■ EXERCISE GOAL:
List every person named in the text about the racehorse Wintergreen.

■ EXCERPTED TEXT:
⁂
American-bred Thoroughbred racehorse

Wintergreen (1906-1914) was an American Thoroughbred racehorse that is best known for winning the 1909 Kentucky Derby and for being the first horse bred in Ohio to win the Derby. Wintergreen was bred and trained by Jerome "Rome" Respess at his Ohio stud farm. Respess was a multimillionaire owner of a brewing company and also owned Wintergreen's sire, Dick Welles — named after Richard H. Welles, later the father of Orson Welles.

Wintergreen raced from ages two to seven years old but did not win any stakes races before or after the Kentucky Derby but was a stakes performer for most of his career.
⁂
■ PROVIDED MATERIAL:
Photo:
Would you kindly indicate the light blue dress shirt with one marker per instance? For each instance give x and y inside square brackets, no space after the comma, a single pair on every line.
⁂
■ THE ANSWER:
Jerome "Rome" Respess, Richard H. Welles, Orson Welles